→ **PASSAGE CITÉ**:
········

Les Français hostiles par principe à toute réforme ?
C’est ainsi que la presse étrangère présente la mobilisation actuelle contre la réforme des retraites. Elle n’y voit pas l’expression de la démocratie française, telle qu’elle s’est constituée à partir de 1789 : égalitaire et hostile à l’autoritarisme. Un président élu en France pour cinq ans ne revêt pas l’habit du monarque incontestable et ses électeurs ne se transforment pas en autant de sujets.
La réforme des retraites fonctionne aujourd’hui comme une cristallisation. 3 ans après l’élection de N. Sarkozy, la nuit du Fouquet’s et l’institution du bouclier fiscal, les Français rejettent l’injustice cyniquement proclamée comme mode de gestion économique, sociale et politique par le Président de la République. Les Français rejettent cette réforme des retraites parce qu’elle est génératrice d’appauvrissement pour l’immense majorité d’entre eux. Ils ne sont pas dupes : la richesse produite en France augmente grâce à la productivité des actifs, supérieure à celle des Américains et de tous les autres Européens. Or, les salaires stagnent ou baissent, le nombre de chômeurs explose et la rémunération du capital est plus élevée que jamais. Les banques en particulier sont récompensées d’avoir provoqué la crise et sont encouragées à persister dans des pratiques qui généreront la suivante.

········

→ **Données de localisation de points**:

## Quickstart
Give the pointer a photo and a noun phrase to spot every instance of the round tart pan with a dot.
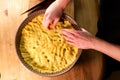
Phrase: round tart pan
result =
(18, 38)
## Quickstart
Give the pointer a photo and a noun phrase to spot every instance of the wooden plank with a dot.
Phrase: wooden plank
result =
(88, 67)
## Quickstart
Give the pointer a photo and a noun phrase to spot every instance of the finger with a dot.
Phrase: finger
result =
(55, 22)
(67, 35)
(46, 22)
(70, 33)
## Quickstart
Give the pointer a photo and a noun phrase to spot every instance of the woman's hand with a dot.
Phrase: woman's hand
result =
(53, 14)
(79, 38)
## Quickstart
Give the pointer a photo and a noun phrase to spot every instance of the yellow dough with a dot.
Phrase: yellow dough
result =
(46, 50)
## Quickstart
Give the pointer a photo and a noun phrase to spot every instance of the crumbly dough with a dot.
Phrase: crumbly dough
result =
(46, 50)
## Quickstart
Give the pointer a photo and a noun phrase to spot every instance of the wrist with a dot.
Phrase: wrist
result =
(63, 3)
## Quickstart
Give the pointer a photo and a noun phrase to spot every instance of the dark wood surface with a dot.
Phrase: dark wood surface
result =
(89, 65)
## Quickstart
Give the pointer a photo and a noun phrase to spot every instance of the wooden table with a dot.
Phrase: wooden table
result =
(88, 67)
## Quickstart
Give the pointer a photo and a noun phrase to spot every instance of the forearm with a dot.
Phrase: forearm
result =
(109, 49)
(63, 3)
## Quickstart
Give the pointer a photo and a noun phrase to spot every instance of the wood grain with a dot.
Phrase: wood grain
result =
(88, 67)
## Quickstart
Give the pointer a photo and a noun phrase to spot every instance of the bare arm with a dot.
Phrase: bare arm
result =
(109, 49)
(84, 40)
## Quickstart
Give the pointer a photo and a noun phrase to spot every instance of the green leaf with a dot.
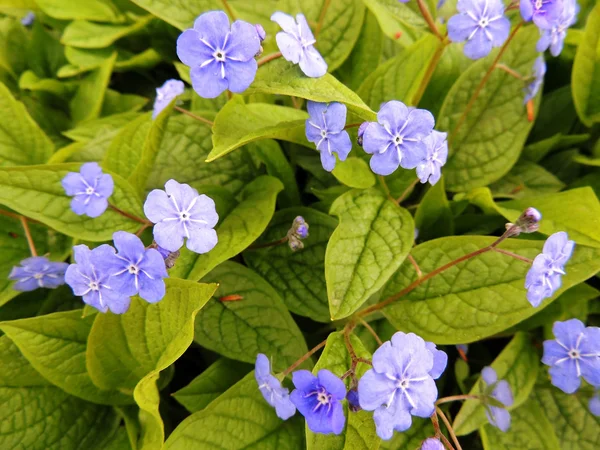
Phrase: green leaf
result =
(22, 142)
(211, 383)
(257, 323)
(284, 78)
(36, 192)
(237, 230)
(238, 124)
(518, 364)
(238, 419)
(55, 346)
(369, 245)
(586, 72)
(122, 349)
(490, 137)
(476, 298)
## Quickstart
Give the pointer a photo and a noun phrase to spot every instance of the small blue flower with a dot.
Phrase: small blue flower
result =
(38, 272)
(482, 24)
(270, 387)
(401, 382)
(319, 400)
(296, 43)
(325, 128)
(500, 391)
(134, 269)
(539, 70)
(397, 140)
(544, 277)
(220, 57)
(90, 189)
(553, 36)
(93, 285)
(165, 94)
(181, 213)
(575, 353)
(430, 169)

········

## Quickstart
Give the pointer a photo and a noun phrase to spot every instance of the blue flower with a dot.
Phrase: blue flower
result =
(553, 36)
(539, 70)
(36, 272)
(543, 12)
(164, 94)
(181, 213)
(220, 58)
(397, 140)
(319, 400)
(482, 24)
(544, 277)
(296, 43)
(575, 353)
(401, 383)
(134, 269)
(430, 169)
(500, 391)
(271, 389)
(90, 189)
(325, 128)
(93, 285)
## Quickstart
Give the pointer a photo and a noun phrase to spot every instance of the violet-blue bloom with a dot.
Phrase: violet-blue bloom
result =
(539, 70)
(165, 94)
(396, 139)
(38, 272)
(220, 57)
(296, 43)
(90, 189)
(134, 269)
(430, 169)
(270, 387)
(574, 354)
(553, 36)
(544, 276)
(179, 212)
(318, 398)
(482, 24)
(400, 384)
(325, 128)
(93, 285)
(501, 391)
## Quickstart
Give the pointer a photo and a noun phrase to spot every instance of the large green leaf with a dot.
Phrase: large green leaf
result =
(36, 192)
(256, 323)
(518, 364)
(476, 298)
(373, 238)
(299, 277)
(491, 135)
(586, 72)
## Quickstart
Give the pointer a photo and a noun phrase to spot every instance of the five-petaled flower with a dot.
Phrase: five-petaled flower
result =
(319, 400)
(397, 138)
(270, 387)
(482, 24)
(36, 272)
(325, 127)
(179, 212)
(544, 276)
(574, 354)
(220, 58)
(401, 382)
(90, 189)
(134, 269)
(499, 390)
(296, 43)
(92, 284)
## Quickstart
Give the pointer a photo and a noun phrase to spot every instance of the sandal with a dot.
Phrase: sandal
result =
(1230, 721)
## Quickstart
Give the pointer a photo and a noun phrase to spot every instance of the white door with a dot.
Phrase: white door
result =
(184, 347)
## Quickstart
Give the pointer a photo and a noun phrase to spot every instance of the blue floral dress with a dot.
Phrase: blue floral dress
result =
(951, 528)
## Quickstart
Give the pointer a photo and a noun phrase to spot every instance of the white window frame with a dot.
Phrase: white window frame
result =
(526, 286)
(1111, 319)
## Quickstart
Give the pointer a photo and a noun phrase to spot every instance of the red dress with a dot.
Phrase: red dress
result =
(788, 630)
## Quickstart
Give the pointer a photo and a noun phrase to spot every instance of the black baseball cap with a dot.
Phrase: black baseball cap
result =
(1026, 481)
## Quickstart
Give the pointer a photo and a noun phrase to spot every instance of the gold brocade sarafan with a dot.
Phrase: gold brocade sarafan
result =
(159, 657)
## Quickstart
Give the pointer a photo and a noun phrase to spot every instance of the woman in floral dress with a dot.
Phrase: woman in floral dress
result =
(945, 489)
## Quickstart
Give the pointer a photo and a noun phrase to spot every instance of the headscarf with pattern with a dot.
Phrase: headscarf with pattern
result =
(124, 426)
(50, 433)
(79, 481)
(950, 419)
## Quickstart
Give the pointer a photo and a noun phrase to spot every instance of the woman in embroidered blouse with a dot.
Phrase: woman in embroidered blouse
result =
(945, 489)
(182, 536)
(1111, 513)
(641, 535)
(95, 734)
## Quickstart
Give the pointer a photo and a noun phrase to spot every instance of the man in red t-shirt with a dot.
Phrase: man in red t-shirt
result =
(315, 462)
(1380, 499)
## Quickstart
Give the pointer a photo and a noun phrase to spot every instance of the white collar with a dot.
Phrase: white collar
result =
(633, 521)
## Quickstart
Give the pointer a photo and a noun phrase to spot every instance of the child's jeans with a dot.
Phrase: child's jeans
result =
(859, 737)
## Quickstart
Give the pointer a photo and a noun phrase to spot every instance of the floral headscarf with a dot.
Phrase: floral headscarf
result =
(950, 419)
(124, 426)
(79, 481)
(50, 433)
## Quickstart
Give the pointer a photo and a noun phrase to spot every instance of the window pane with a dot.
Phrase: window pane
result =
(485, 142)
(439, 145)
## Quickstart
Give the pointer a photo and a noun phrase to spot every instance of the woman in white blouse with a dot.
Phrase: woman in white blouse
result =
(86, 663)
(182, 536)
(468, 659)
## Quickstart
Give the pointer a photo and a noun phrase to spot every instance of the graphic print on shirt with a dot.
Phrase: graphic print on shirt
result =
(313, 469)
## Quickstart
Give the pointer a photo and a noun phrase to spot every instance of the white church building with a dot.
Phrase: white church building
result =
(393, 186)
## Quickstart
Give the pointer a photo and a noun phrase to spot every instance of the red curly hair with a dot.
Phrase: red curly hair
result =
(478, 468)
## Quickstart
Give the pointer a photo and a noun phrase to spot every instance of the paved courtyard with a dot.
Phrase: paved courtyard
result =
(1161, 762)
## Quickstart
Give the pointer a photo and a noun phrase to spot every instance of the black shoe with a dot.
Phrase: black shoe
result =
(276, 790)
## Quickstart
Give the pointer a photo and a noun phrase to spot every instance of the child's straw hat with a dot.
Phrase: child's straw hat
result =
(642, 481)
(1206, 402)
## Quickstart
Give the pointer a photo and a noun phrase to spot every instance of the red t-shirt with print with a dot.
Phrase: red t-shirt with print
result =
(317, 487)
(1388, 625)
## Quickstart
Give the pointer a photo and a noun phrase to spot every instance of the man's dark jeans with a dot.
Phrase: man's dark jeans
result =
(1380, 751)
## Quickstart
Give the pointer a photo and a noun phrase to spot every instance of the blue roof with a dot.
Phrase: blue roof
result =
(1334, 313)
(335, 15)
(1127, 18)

········

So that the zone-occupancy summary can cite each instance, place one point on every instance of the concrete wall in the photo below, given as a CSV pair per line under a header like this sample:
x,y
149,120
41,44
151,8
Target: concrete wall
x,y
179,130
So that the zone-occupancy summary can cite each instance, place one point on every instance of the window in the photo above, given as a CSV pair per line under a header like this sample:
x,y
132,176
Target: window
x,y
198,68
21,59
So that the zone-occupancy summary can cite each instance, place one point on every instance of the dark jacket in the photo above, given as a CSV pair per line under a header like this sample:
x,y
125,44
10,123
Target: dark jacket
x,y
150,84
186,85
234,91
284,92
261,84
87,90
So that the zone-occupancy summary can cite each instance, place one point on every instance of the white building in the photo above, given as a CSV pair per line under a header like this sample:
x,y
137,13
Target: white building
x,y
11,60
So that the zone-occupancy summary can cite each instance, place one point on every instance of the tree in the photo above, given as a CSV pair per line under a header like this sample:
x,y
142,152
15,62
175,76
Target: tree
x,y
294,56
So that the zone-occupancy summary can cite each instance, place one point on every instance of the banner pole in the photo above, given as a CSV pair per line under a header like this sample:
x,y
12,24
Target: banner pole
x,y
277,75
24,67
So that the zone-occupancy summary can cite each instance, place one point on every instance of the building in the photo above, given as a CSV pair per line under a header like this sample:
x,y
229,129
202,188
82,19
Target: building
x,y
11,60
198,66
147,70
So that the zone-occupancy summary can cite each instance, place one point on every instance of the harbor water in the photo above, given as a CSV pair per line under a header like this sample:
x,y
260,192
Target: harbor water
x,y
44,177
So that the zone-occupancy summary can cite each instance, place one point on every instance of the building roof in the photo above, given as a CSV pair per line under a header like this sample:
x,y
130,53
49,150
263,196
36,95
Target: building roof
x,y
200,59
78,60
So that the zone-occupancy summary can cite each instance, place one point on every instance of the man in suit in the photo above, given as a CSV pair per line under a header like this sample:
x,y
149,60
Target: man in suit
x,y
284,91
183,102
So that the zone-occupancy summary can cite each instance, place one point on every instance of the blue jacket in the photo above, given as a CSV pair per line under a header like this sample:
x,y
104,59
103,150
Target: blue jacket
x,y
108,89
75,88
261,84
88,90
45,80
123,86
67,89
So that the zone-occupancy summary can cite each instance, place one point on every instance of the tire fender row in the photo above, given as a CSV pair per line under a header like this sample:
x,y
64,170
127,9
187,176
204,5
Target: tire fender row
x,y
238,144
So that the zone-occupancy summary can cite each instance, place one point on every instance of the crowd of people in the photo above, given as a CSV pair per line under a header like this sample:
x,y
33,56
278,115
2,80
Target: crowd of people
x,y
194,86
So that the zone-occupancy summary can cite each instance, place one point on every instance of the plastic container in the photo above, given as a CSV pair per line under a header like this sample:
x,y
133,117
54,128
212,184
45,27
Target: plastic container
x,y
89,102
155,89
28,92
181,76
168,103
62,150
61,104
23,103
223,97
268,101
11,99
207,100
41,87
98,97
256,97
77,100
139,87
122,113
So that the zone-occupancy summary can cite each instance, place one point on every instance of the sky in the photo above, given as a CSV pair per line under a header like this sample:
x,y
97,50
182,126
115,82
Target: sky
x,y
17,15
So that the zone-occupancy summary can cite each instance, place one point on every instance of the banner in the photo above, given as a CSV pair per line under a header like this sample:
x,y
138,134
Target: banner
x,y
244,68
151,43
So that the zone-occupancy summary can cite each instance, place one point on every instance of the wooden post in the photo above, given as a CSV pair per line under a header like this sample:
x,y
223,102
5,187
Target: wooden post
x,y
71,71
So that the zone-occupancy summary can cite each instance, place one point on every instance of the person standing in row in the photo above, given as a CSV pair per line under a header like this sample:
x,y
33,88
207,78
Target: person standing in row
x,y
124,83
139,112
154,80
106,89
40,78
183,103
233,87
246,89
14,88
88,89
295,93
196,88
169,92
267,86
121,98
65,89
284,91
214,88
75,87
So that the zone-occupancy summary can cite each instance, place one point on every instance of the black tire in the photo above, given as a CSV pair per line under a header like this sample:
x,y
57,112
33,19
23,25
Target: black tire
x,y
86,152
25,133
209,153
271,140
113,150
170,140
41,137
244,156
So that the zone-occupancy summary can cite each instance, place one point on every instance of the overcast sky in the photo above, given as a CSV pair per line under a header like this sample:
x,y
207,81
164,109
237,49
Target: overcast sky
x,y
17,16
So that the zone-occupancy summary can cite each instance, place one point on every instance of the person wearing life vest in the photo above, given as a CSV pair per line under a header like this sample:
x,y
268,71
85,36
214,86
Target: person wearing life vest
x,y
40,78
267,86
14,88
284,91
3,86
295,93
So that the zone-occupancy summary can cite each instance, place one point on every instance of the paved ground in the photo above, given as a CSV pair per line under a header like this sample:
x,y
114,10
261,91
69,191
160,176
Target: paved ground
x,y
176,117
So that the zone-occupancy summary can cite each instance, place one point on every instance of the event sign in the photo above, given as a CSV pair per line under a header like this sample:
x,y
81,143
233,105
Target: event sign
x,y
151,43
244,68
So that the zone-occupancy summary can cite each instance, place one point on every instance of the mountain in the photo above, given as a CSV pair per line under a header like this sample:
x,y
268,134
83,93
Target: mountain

········

→ **SÉRIE D'EXERCICES**:
#1 Répondez aux questions suivantes d'après le texte sur la réforme des retraites.
(a) À partir de quelle année la démocratie française s'est-elle constituée ?
(b) Pour combien d'années un président est-il élu en France ?
(c) À qui la productivité des actifs en France est-elle dite supérieure ?
#2 Relevez tous les événements cités dans la phrase du texte sur la réforme des retraites qui commence par « 3 ans après ».
#3 Rédigez la suite du texte sur la réforme des retraites, à partir de sa dernière phrase.
Les enregistrements n'interviennent pas ici.

→ **RÉPONSES DONNÉES**:
#1
(a) À partir de 1789.
(b) Pour cinq ans.
(c) À celle des Américains et de tous les autres Européens.

#2
- l'élection de N. Sarkozy
- la nuit du Fouquet's
- l'institution du bouclier fiscal

#3
Les Français rejettent cette réforme des retraites parce que ce que la droite leur présente comme « réformes » depuis huit ans conduit à une régression générale des conditions de vie : logement inaccessible, durée de transport allongée, travail sous pression, emploi précaire, accès aux soins de plus en plus coûteux, services publics menacés, supprimés ou privatisés pour le plus grand profit de Veolia, Vinci, etc.
Au-delà du texte que la majorité sénatoriale finira par voter – après le coup de force d’hier – c’est donc un malaise plus général que l’opinion exprime dans la rue et les sondages.
La réforme imposée par le gouvernement a pour objectif de mettre en place un système où plus personne n’aura accès à une retraite complète. Entre le chômage des jeunes, les contrats précaires, les carrières hachées et le chômage des plus de 55 ans, on sait que les adultes d’aujourd’hui atteindront difficilement 30 annuités, quel que soit l’âge légal de départ en retraite, d’où une perte de revenus importante pendant la vieillesse. Voilà qui incitera à l’épargne individuelle dans les fonds de pensions Mederic sur lesquels Guillaume Sarkozy, frère de Nicolas, a pu mettre la main.

Depuis 2007, tout a été fait pour que 4,6 millions de Français soient au chômage et que 8 millions d’entre eux vivent sous le seuil de pauvreté. Les cotisations des actifs manquent donc à l’équilibre des comptes de l’assurance maladie comme de l’assurance vieillesse. La mesure du report de l’âge légal de la retraite à 67 ans pour une retraite complète ne peut pas être acceptée par les Français dans un tel contexte. Elles sont injustes et financièrement sans impact durable.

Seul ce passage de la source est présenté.